◆ PROVIDED TEXT ◆
We get huge 7-8 foot tall plants on one main stem. The plant produces maybe 5 or 6 okra pods per plant. how can I get more okra pods per plant?
That’s a good question. First, I would enrich with compost. I notice I get more okra (and a fuller plant, not just taller) when the soil is more fertile. Second, you might try growing another variety. I found Clemson Spineless to outperform another variety I tried this year.
I don’t know if this is still active or not, but…
I have germinated some okra seeds using the paper towel method, soaking the seeds first.
They started to sprout, so I put them in peat pots, but the seeds won’t break from the sprouts and it’s stopping them from growing, actually killing my sprouts.
How can I get the seeds to break away from the sprouts?
I’ve never had this happen with okra, though I have seen it in tomatoes and peppers. Usually I’ll pinch or clip the seed off. From what I understand, this can happen with old seed, though I’ve seen it in newer seed, too, and I’m not sure what causes it. I don’t start okra seeds indoors — I directly sow them in the garden — so I’m not sure if that might have played a role?
I live on zone 8A and we are having a cool spring this year so am waiting for tje weather to warm up to plenty okra…probably in mid April. By the 4th of July, I cut my okra plants in half so when they rebound, and theydo, they produce bountiful amounts of okra until november.
Can you explain more why you cut them back? I’m in 7b and I harvest until probably mid-October, depending on when it cools off. What benefit does cutting them back provide, that you’ve seen?
I’d like to know also. Thanks Jill for the great info!
HI. I subscribed and I’m not getting regular emails! Love this article on okra. This year will be my first try at growing it in Zone 7B
Hi Lois, I checked and it looks like you’re receiving the weekly emails I send on Fridays. If you don’t see them in your inbox, perhaps since you have a gmail address, they are under the “promotions” tab.

◆ EXERCISE GOAL ◆
Reproduce the part of the okra discussion starting with "That’s a good" and going on through "from the sprouts?", word for word.

◆ INFORMATION GIVEN ◆
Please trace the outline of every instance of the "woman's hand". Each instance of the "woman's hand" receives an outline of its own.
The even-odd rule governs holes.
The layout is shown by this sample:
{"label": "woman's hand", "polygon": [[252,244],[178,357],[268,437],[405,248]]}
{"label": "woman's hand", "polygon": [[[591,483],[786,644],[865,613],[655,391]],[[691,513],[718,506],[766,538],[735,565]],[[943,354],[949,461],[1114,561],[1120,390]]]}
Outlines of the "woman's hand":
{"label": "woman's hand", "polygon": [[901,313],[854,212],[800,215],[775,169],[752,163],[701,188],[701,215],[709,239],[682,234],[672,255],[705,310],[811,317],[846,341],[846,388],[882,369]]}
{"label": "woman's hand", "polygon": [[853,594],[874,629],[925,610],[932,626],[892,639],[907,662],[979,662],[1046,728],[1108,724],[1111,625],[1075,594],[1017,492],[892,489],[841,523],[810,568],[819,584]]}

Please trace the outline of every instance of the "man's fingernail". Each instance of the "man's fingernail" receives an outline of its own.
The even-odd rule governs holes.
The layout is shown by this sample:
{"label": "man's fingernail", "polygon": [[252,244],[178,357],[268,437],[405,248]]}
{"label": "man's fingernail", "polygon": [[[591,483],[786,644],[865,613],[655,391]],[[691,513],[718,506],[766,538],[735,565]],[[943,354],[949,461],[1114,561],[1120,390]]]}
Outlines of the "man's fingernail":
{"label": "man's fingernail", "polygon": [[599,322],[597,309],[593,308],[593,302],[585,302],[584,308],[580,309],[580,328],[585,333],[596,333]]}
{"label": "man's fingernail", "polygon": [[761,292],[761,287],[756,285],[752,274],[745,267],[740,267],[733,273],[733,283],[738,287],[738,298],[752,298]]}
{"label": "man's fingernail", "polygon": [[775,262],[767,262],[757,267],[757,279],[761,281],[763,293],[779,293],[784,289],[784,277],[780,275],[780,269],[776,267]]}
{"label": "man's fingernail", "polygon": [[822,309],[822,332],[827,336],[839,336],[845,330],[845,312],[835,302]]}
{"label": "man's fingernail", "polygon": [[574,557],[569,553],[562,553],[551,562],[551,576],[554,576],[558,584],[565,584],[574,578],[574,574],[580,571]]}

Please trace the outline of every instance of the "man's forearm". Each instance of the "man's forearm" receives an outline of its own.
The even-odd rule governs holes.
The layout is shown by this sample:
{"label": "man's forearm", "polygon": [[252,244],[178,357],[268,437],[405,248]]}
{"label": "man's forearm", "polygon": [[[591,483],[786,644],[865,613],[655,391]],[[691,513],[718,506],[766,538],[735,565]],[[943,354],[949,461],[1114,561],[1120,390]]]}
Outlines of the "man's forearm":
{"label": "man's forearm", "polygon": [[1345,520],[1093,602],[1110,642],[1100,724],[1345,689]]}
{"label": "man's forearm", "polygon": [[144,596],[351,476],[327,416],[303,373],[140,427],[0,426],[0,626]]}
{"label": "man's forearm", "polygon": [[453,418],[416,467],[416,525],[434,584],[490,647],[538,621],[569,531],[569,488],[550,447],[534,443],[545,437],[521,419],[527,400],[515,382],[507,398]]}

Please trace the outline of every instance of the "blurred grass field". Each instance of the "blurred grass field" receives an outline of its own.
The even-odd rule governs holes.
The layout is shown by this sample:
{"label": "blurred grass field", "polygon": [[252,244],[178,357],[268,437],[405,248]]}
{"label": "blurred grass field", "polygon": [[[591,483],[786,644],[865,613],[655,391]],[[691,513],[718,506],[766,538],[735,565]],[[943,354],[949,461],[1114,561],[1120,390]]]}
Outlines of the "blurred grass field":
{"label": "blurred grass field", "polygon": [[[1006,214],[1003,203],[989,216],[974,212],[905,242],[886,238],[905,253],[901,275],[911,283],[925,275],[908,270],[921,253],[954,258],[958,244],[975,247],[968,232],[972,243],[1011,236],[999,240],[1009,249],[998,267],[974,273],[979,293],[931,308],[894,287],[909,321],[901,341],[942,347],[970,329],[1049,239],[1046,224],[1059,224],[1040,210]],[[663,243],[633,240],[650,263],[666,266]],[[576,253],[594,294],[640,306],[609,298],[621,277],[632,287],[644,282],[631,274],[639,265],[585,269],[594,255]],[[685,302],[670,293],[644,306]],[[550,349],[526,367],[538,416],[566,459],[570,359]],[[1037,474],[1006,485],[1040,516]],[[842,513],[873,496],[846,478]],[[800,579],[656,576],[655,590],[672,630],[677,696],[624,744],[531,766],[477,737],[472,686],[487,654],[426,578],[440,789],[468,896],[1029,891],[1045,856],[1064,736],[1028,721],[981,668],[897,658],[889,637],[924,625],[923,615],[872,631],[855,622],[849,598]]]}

◆ FINISHED ANSWER ◆
That’s a good question. First, I would enrich with compost. I notice I get more okra (and a fuller plant, not just taller) when the soil is more fertile. Second, you might try growing another variety. I found Clemson Spineless to outperform another variety I tried this year.
I don’t know if this is still active or not, but…
I have germinated some okra seeds using the paper towel method, soaking the seeds first.
They started to sprout, so I put them in peat pots, but the seeds won’t break from the sprouts and it’s stopping them from growing, actually killing my sprouts.
How can I get the seeds to break away from the sprouts?